• [Stored data]
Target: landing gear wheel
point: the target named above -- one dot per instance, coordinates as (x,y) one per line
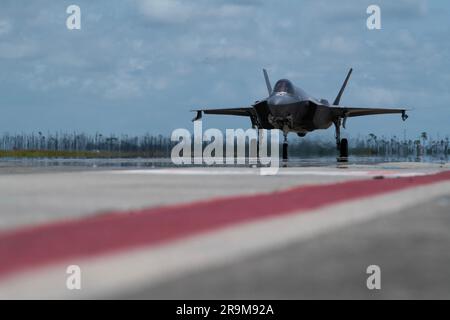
(343,150)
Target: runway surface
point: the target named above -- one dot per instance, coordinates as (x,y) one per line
(189,233)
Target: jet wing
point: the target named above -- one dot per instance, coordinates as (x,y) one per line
(345,112)
(244,112)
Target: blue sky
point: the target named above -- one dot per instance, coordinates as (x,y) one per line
(140,65)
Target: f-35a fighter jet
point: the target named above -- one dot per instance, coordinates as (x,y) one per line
(290,109)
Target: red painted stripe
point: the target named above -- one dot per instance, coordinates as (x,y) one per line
(37,246)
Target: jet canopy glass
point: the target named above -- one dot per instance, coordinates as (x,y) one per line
(284,86)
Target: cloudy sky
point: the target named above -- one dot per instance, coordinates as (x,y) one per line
(139,66)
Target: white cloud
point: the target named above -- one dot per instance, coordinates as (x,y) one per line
(177,11)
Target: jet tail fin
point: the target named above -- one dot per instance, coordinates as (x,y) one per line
(269,86)
(338,98)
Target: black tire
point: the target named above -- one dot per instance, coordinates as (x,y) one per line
(343,149)
(285,147)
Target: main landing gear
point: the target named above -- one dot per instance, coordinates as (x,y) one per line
(285,147)
(341,144)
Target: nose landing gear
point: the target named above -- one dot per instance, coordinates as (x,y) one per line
(285,147)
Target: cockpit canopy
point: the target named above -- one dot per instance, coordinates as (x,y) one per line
(284,86)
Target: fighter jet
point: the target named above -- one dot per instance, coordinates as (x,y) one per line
(290,109)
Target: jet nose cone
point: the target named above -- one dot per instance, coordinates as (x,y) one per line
(279,100)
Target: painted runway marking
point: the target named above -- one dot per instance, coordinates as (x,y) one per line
(26,248)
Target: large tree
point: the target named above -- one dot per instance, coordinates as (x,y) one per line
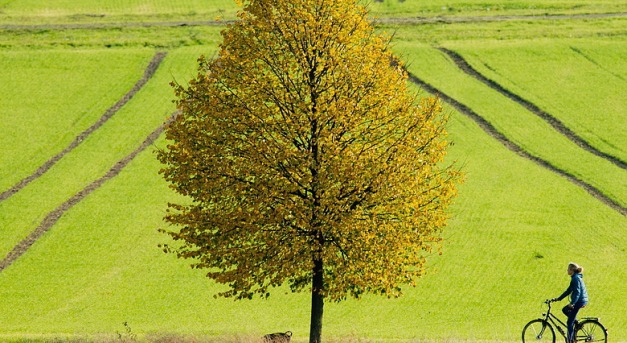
(307,160)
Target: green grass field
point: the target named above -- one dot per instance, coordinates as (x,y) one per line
(514,226)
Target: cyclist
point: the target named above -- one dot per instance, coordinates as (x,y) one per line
(578,298)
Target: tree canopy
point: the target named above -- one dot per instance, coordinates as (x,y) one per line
(306,158)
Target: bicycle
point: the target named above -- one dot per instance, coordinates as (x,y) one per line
(588,329)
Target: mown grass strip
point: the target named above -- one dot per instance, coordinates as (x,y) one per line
(553,121)
(492,131)
(583,90)
(55,215)
(148,73)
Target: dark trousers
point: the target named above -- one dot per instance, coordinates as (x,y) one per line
(571,314)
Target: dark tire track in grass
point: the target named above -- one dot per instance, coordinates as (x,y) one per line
(57,213)
(379,21)
(553,121)
(492,131)
(148,73)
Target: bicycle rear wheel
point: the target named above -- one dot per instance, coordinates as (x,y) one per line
(591,331)
(538,331)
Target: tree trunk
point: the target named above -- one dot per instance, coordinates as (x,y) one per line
(317,302)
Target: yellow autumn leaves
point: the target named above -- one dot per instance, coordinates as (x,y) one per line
(299,142)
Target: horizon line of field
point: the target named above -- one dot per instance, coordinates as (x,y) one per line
(375,21)
(53,216)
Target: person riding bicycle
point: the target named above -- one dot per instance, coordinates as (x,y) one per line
(578,297)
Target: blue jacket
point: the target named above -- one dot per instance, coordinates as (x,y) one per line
(577,291)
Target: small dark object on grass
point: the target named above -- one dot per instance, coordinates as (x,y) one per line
(279,337)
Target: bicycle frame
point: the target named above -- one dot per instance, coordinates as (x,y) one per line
(551,318)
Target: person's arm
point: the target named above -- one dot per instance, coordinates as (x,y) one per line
(576,292)
(567,292)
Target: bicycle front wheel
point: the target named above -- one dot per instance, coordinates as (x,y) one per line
(538,331)
(591,331)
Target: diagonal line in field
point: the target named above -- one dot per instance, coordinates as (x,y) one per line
(493,132)
(57,213)
(148,73)
(377,21)
(531,107)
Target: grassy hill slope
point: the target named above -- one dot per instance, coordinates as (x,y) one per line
(514,226)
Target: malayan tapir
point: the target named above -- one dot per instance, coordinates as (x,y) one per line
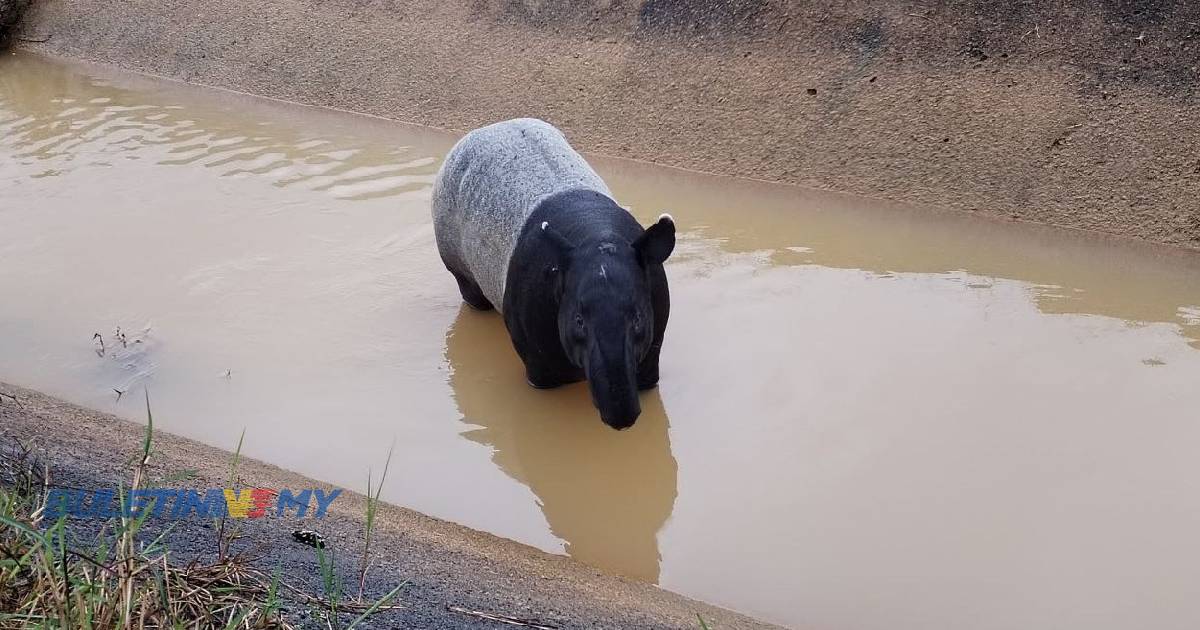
(527,227)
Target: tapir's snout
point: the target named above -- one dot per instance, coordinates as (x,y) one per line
(613,384)
(622,417)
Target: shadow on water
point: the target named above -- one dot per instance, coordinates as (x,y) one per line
(605,493)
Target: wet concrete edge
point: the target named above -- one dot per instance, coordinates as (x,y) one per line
(444,563)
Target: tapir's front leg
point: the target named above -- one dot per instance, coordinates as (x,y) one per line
(660,301)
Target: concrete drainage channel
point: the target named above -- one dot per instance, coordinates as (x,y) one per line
(301,220)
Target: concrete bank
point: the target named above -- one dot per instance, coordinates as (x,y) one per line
(445,565)
(1074,113)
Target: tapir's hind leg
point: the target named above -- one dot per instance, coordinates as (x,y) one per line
(471,292)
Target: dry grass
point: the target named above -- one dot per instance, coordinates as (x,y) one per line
(47,581)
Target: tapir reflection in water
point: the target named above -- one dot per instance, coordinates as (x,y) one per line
(527,227)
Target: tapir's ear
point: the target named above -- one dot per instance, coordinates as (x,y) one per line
(556,239)
(654,246)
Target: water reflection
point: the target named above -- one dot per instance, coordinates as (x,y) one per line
(605,493)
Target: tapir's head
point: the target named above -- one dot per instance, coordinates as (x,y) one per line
(605,318)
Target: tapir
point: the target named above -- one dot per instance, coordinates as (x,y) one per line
(527,227)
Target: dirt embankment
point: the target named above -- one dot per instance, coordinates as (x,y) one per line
(11,12)
(1077,113)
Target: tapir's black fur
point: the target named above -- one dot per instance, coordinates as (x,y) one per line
(586,297)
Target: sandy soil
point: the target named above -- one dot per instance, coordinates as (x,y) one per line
(447,564)
(1073,113)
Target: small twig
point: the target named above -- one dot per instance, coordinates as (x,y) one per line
(502,618)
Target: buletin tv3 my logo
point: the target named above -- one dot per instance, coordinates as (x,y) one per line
(184,503)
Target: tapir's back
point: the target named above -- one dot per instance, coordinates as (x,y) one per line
(489,185)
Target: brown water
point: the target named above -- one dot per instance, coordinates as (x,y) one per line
(869,418)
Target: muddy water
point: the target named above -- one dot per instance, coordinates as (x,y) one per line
(869,417)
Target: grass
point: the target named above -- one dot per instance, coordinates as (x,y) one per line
(372,507)
(49,580)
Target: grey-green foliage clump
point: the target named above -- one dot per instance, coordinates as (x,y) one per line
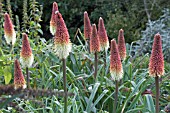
(162,26)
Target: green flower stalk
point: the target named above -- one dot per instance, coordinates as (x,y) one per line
(156,65)
(87,29)
(121,45)
(9,32)
(53,19)
(116,69)
(19,81)
(62,48)
(95,46)
(26,56)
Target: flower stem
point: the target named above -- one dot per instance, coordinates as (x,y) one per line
(157,94)
(96,64)
(28,78)
(88,45)
(116,96)
(65,88)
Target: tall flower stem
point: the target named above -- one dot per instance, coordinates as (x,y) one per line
(105,58)
(157,94)
(96,64)
(28,78)
(65,82)
(88,45)
(116,95)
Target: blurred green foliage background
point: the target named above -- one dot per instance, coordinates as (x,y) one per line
(131,15)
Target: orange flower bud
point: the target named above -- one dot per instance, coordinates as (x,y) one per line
(121,45)
(9,31)
(116,69)
(94,40)
(19,81)
(26,56)
(61,39)
(87,26)
(53,19)
(156,64)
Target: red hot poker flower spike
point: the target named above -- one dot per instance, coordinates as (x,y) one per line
(53,19)
(116,69)
(19,81)
(94,40)
(87,26)
(9,31)
(104,43)
(61,39)
(121,45)
(156,64)
(26,56)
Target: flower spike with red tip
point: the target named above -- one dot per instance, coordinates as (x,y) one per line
(61,40)
(87,26)
(19,81)
(95,46)
(53,19)
(94,40)
(26,56)
(9,31)
(104,43)
(121,45)
(156,64)
(116,69)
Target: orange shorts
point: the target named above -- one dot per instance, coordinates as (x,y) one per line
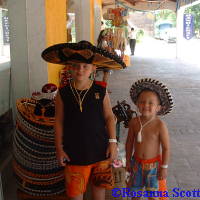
(77,177)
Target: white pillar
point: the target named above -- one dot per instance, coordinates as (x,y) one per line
(180,39)
(27,36)
(82,20)
(97,22)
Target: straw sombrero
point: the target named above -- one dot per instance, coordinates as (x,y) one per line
(157,87)
(83,51)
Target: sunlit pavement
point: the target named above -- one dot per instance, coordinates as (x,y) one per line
(156,59)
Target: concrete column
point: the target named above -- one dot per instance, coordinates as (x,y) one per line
(27,36)
(97,17)
(83,20)
(34,25)
(56,31)
(180,39)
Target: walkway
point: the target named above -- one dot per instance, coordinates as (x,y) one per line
(184,81)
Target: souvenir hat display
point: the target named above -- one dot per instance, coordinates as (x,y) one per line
(36,168)
(83,51)
(159,88)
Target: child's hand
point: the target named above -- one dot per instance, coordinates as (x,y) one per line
(162,174)
(111,152)
(128,166)
(62,158)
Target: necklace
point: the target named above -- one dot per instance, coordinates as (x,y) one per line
(78,95)
(139,135)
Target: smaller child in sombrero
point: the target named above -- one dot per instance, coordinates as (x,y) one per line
(145,161)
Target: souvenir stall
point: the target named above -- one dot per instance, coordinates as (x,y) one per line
(37,172)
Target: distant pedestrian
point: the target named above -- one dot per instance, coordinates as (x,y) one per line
(132,40)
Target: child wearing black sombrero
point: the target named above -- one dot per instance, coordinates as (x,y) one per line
(85,136)
(145,161)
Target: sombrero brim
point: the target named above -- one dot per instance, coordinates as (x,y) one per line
(66,53)
(157,87)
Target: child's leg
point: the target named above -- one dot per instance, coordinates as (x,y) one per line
(79,197)
(76,178)
(136,198)
(153,198)
(98,193)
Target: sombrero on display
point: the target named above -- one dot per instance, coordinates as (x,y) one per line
(157,87)
(35,164)
(83,51)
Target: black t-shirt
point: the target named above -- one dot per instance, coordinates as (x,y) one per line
(85,138)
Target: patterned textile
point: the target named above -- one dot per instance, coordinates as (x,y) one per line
(157,87)
(35,165)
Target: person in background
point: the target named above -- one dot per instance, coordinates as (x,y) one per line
(132,40)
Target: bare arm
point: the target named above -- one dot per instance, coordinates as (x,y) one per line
(129,142)
(164,138)
(110,124)
(59,115)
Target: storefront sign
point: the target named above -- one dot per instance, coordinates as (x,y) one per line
(188,26)
(5,24)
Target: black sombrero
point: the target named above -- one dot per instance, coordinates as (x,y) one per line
(157,87)
(83,51)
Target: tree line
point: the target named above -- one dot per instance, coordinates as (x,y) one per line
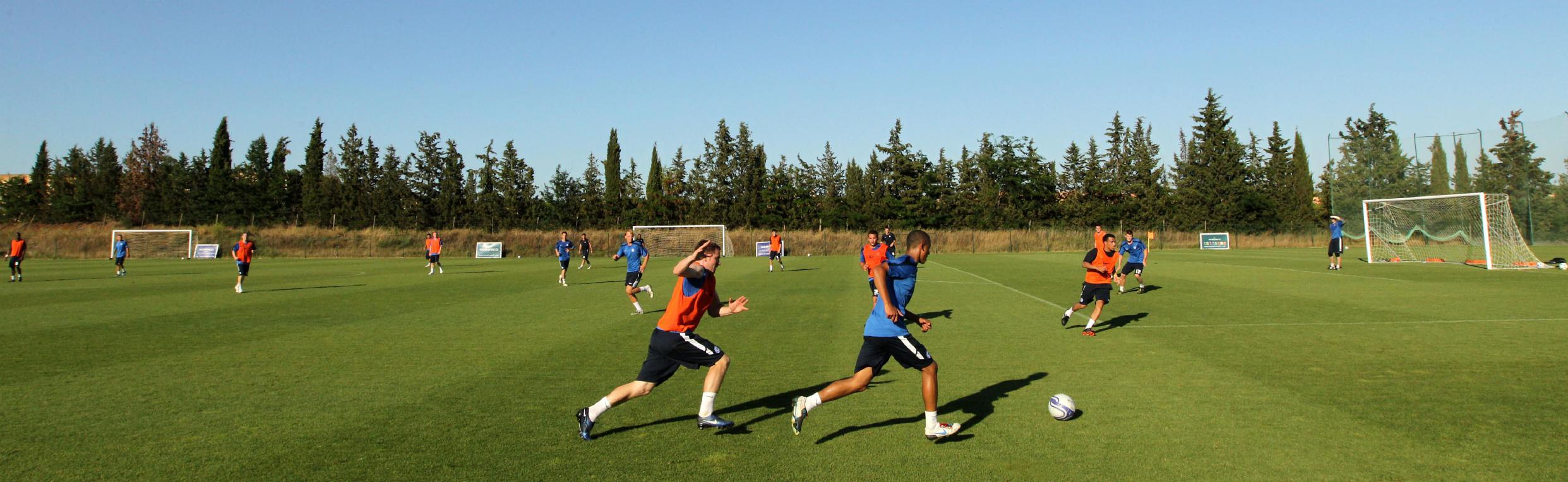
(1216,179)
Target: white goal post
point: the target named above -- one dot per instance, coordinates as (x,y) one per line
(1473,229)
(681,240)
(156,243)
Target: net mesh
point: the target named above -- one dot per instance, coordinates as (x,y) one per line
(679,240)
(156,245)
(1448,230)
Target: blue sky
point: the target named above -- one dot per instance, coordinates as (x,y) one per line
(557,76)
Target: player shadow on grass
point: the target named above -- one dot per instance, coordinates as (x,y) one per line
(778,404)
(979,406)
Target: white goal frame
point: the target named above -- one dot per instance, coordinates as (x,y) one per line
(1485,223)
(722,229)
(190,240)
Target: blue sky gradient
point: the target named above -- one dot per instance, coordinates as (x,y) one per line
(557,76)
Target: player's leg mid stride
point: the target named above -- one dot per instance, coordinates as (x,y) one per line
(1099,266)
(674,343)
(887,337)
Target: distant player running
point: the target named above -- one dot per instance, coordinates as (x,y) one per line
(1099,266)
(674,341)
(563,251)
(16,254)
(119,254)
(585,251)
(1336,245)
(1135,252)
(887,337)
(872,254)
(433,248)
(635,263)
(775,251)
(244,252)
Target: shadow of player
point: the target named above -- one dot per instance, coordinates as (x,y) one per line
(979,406)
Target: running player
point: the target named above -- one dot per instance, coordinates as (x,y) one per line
(887,337)
(242,257)
(674,341)
(1099,266)
(119,254)
(775,251)
(563,251)
(18,252)
(1336,245)
(635,262)
(1134,249)
(872,254)
(433,248)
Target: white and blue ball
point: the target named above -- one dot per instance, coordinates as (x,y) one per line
(1062,406)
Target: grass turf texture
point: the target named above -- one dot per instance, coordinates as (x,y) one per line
(1241,365)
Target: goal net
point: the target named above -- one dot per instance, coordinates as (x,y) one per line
(1475,229)
(156,243)
(681,240)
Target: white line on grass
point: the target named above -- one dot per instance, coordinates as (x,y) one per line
(1015,290)
(1314,324)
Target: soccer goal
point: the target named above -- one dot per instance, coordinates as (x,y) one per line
(681,240)
(1473,229)
(156,243)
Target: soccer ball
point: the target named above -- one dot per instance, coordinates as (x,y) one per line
(1062,406)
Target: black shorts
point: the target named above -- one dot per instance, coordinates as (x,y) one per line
(1095,291)
(668,351)
(908,351)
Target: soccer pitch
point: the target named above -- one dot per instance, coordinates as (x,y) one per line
(1239,365)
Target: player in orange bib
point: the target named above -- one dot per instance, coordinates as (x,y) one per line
(775,251)
(1099,266)
(433,252)
(674,341)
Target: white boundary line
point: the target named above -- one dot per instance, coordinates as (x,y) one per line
(1317,324)
(1015,290)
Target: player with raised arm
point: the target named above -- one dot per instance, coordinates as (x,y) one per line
(563,251)
(244,252)
(635,263)
(433,248)
(887,337)
(16,254)
(585,249)
(119,254)
(1099,266)
(674,341)
(1134,251)
(1336,245)
(872,254)
(775,251)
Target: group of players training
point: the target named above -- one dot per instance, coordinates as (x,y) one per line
(674,341)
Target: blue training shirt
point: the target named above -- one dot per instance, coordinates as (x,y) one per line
(634,256)
(563,249)
(901,278)
(1134,249)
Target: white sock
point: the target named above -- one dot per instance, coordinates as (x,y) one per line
(598,409)
(813,401)
(708,404)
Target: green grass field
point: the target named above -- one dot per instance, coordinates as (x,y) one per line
(1241,365)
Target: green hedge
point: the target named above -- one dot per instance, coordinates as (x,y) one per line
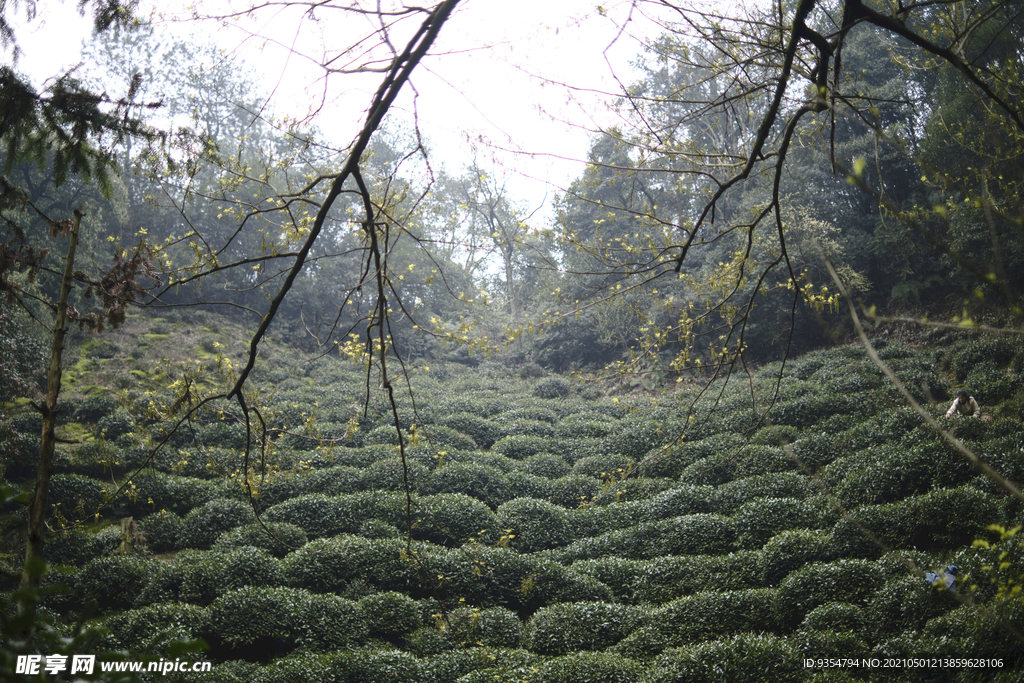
(535,524)
(113,583)
(492,627)
(758,520)
(279,539)
(331,565)
(587,668)
(842,581)
(709,615)
(565,628)
(255,623)
(201,527)
(742,658)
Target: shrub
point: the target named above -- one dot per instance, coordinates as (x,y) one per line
(138,630)
(671,462)
(278,539)
(844,644)
(493,627)
(691,535)
(751,658)
(452,519)
(441,436)
(233,633)
(482,431)
(329,623)
(76,497)
(565,628)
(588,668)
(202,526)
(573,491)
(546,465)
(536,524)
(603,467)
(94,408)
(389,615)
(552,387)
(113,582)
(155,491)
(790,551)
(783,484)
(69,547)
(838,616)
(634,488)
(483,482)
(713,614)
(760,519)
(814,585)
(332,565)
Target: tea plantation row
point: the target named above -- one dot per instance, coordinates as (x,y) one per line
(551,534)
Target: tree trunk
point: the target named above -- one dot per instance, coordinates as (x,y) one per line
(32,573)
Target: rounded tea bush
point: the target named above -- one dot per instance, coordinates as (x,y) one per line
(493,627)
(201,527)
(565,628)
(820,583)
(453,519)
(713,614)
(255,623)
(535,524)
(552,387)
(588,668)
(329,623)
(279,539)
(389,615)
(747,657)
(113,582)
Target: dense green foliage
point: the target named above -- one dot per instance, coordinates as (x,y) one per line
(572,555)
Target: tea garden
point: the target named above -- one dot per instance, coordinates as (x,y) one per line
(551,532)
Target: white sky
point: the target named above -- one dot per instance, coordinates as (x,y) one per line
(487,87)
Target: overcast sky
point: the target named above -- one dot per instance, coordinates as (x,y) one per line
(495,87)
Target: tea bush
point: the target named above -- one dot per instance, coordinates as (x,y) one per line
(691,535)
(389,615)
(552,387)
(202,526)
(76,497)
(573,491)
(481,430)
(278,539)
(113,583)
(751,658)
(546,465)
(135,630)
(758,520)
(565,628)
(819,583)
(792,550)
(452,519)
(331,565)
(838,616)
(492,627)
(587,668)
(483,482)
(521,446)
(233,633)
(666,579)
(536,524)
(727,498)
(709,615)
(151,491)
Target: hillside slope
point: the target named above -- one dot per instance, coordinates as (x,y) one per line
(550,532)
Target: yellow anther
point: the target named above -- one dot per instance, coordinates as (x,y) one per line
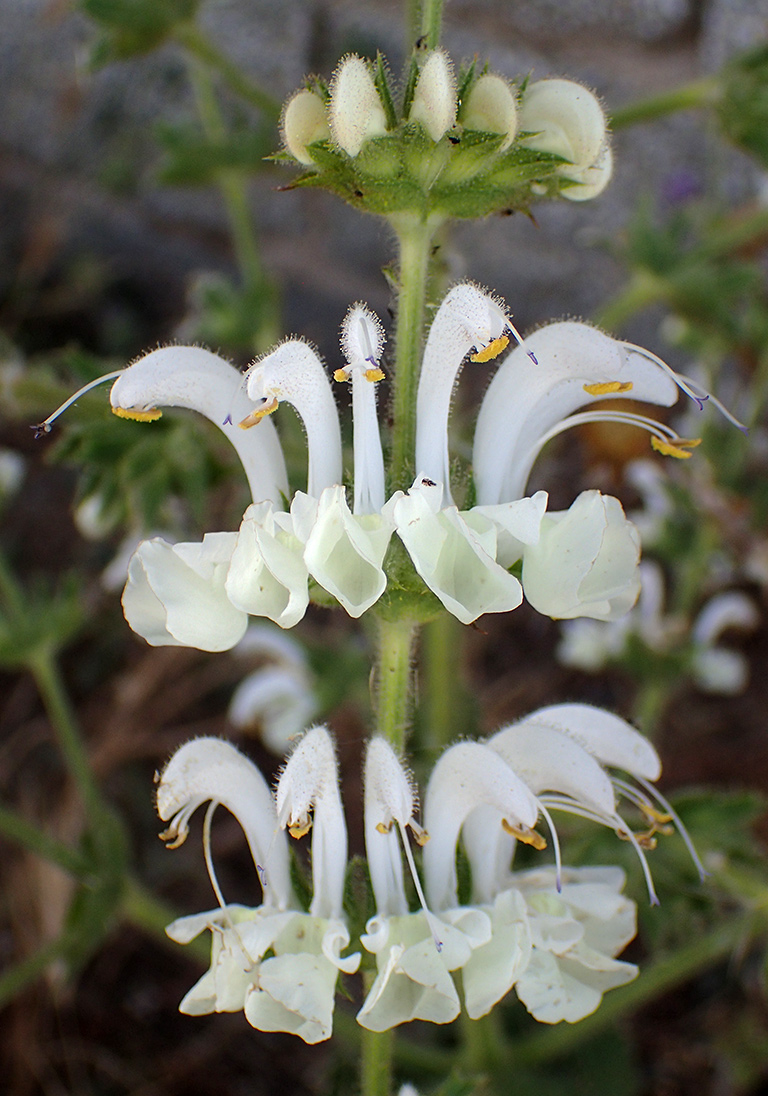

• [Exercise details]
Extract only the lines from the one that contains "Target: rounded tea bush" through the end of the records, inclusive, and omit every picture.

• [Output]
Target: rounded tea bush
point: the target named above -- one dot per instance, coordinates as (x,y) one per line
(493,627)
(201,527)
(565,628)
(820,583)
(453,519)
(713,614)
(255,623)
(535,524)
(552,387)
(588,668)
(329,623)
(279,539)
(389,615)
(747,657)
(113,582)
Target: dense green foliage
point: the target named above -- one dot per instance, coordinates as (x,y) one per line
(572,555)
Target: tea garden
point: the target named above -- one dot per instance, coordinates as (x,y) one per line
(551,532)
Target: white sky
point: the target named above -- one dot per instance, coordinates as (x,y) one per line
(487,87)
Target: overcast sky
point: the target named above -- one dot per instance, coordinates as (x,y) one per line
(495,87)
Target: tea bush
point: the target named above -- one dot per instance, coordinates as (x,y) one per line
(691,535)
(389,615)
(552,387)
(202,526)
(76,497)
(573,491)
(481,430)
(278,539)
(113,583)
(751,658)
(546,465)
(135,630)
(758,520)
(565,628)
(819,583)
(792,550)
(452,519)
(331,565)
(838,616)
(492,627)
(587,668)
(483,482)
(521,446)
(233,633)
(666,579)
(536,524)
(727,498)
(709,615)
(151,491)
Target: hillside slope
point: the target named above -- one dot per instance, coordinates as (x,y) one per line
(550,532)
Target: yellow anther
point: the target named above -- one dot per instance, coordinates as (x,y) one per line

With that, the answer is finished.